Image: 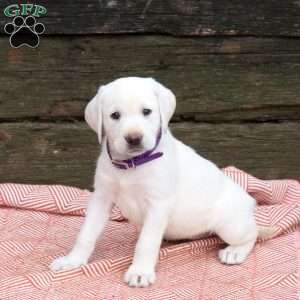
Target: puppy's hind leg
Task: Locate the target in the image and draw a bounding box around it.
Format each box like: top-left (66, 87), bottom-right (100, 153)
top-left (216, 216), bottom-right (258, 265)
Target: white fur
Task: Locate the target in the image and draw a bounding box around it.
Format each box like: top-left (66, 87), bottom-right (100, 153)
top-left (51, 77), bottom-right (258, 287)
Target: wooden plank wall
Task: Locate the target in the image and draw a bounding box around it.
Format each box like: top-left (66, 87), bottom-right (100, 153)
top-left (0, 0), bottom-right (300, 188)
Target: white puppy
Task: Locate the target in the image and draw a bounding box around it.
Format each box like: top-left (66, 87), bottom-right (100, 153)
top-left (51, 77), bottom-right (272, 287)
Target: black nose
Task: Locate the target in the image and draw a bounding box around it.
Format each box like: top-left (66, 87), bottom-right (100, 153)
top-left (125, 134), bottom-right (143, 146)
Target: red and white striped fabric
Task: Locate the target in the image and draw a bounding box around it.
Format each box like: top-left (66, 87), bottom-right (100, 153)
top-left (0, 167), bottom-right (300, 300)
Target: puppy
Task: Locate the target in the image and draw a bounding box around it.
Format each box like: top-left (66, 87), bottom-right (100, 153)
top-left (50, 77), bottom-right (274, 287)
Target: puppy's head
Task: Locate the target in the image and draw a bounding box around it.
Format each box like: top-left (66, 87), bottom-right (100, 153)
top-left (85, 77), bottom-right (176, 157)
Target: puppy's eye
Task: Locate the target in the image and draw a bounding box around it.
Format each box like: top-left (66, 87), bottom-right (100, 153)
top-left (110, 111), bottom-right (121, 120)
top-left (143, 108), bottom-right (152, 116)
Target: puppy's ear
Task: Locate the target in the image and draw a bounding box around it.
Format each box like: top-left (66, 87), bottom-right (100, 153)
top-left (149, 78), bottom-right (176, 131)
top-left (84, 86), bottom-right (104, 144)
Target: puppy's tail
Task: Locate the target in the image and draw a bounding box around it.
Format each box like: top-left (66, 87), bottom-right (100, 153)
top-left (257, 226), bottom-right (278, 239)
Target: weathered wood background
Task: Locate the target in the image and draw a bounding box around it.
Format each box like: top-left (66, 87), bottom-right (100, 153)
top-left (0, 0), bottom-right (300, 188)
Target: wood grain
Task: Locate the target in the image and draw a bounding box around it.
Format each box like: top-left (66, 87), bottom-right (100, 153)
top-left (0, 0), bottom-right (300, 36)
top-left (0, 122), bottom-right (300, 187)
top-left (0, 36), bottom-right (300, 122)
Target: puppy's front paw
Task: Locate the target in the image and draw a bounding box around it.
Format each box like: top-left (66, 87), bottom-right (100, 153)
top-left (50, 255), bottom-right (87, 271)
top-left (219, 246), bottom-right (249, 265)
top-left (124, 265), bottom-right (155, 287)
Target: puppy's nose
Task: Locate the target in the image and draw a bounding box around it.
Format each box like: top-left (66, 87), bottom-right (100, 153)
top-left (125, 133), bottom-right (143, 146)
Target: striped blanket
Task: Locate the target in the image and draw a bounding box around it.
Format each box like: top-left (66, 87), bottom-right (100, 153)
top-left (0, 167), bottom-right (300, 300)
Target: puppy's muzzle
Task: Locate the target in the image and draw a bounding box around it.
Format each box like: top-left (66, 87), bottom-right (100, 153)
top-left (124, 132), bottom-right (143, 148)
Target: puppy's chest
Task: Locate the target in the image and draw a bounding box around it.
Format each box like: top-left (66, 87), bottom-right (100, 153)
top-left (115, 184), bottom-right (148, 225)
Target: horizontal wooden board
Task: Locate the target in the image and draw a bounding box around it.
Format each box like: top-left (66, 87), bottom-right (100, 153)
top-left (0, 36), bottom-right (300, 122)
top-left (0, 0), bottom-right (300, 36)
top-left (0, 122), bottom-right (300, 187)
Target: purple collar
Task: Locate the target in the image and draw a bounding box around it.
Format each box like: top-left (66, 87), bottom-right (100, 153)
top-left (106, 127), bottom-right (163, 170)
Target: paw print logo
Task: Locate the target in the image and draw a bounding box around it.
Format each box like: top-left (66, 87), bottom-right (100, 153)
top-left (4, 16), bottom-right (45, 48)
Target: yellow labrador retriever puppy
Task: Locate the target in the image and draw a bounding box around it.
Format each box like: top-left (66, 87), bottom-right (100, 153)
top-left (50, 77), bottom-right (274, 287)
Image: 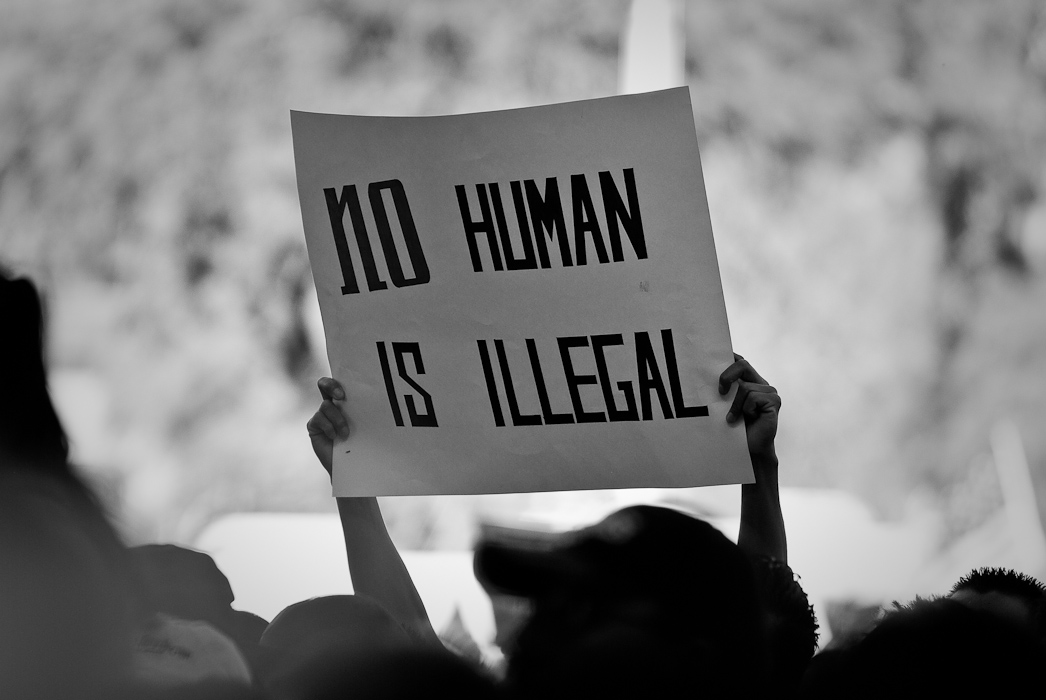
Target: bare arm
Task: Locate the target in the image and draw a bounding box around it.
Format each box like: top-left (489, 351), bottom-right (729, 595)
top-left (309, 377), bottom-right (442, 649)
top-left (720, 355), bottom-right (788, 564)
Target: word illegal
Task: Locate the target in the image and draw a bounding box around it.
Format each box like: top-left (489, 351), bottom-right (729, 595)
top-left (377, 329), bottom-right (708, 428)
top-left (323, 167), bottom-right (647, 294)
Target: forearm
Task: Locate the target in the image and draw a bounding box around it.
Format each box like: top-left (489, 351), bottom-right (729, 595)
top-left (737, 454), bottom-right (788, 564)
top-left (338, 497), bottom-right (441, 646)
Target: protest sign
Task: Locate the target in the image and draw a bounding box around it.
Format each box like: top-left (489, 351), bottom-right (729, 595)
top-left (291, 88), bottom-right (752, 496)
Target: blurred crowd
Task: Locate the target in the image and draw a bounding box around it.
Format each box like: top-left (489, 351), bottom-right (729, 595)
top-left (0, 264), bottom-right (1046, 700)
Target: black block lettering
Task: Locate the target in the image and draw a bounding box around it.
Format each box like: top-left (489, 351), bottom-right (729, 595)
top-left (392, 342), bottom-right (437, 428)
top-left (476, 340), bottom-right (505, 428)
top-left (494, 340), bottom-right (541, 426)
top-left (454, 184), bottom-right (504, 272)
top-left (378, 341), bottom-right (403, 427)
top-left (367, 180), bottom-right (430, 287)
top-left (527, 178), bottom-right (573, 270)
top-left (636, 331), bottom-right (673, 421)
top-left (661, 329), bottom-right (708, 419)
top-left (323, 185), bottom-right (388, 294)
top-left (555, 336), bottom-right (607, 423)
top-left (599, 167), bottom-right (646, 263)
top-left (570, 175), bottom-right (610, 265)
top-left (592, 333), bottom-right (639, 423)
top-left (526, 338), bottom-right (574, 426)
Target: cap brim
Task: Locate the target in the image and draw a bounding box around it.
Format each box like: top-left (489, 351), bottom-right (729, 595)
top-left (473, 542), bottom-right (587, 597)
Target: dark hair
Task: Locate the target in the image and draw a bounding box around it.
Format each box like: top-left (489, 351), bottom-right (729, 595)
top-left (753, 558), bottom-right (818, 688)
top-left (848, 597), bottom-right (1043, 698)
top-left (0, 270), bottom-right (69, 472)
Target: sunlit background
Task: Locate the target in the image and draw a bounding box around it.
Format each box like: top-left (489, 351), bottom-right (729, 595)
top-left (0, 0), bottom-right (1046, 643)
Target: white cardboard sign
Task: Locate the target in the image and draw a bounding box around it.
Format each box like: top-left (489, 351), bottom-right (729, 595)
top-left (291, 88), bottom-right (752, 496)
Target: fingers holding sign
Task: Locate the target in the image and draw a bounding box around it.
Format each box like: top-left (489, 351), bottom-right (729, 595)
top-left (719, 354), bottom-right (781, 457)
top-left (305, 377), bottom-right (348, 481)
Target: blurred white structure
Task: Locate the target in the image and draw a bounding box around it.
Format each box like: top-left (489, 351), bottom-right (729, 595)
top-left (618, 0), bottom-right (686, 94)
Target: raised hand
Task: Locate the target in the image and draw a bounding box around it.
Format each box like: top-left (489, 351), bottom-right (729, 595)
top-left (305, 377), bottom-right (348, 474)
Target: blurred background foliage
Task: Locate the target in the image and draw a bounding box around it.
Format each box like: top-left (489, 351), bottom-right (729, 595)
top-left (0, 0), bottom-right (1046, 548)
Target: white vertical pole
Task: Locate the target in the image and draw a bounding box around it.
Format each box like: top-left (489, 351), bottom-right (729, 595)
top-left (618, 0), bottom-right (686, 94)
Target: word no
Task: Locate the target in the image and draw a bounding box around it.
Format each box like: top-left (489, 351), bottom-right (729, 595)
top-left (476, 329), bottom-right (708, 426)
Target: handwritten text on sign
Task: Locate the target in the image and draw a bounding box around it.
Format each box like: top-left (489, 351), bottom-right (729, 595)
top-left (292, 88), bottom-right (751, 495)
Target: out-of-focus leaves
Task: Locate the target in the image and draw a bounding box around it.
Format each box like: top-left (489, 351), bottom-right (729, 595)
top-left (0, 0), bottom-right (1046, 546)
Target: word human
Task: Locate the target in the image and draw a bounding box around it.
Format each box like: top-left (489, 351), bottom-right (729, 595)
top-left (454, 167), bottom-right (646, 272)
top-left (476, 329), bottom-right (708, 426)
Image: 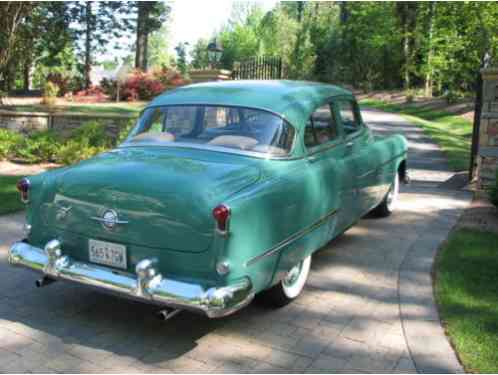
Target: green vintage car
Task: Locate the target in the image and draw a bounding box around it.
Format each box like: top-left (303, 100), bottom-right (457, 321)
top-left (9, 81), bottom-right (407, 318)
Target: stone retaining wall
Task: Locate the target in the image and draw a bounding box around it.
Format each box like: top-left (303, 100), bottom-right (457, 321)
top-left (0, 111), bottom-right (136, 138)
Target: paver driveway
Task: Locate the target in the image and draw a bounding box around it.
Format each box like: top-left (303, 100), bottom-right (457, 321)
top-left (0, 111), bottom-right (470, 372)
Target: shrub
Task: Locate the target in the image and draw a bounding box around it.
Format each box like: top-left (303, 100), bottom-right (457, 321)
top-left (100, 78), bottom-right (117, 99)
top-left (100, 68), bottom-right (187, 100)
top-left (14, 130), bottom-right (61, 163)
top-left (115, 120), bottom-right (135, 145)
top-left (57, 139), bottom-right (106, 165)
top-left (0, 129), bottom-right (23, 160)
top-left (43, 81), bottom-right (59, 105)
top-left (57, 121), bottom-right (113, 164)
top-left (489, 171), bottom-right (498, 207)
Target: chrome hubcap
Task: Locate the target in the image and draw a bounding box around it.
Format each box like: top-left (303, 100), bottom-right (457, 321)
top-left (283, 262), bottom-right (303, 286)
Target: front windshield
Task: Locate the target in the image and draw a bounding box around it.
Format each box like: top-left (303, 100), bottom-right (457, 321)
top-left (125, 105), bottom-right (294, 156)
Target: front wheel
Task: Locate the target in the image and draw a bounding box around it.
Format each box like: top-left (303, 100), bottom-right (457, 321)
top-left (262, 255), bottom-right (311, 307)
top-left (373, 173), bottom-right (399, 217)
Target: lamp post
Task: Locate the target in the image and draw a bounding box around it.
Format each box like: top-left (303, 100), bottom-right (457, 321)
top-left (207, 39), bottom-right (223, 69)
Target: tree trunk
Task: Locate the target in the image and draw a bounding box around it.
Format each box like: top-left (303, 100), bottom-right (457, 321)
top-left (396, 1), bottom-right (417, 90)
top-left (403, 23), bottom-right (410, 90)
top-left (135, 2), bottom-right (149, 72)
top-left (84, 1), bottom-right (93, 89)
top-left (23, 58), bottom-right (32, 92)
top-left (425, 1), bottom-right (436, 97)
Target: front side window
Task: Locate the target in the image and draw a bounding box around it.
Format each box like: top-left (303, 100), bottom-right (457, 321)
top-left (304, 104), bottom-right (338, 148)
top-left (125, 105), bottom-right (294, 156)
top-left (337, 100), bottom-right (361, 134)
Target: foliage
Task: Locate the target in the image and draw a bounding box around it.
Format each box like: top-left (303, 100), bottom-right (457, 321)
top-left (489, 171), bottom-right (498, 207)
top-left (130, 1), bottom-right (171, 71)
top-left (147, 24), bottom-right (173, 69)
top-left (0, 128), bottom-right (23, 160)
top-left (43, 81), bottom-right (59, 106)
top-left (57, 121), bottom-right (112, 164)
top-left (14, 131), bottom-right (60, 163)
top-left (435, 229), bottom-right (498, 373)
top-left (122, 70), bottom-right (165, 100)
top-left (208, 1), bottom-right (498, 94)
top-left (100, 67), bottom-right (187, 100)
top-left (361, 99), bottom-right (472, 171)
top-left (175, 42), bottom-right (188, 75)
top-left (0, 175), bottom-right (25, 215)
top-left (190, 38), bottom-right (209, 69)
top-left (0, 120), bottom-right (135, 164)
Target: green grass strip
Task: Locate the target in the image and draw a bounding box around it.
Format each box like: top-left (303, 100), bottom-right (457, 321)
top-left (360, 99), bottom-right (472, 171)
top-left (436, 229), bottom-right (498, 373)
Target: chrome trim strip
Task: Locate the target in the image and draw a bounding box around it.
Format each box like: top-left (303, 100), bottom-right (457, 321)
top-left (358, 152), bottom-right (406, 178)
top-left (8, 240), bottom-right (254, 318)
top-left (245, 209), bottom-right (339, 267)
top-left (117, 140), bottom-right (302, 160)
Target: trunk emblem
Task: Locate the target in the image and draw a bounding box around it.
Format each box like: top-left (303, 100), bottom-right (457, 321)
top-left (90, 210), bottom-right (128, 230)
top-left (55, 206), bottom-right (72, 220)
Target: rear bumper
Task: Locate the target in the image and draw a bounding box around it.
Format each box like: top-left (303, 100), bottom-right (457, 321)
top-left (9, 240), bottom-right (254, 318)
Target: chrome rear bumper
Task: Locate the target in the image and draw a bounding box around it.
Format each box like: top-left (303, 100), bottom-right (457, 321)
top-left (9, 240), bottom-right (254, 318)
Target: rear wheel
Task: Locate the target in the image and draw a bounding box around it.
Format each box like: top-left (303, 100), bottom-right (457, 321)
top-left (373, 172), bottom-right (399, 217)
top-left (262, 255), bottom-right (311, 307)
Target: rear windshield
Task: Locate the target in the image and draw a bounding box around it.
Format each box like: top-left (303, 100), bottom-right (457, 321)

------------------------

(The request):
Find each line in the records that contains the string "trunk", treating uppercase and lowercase as different, and copy those lines.

(Complete response):
Target: tree trunk
Target: trunk emblem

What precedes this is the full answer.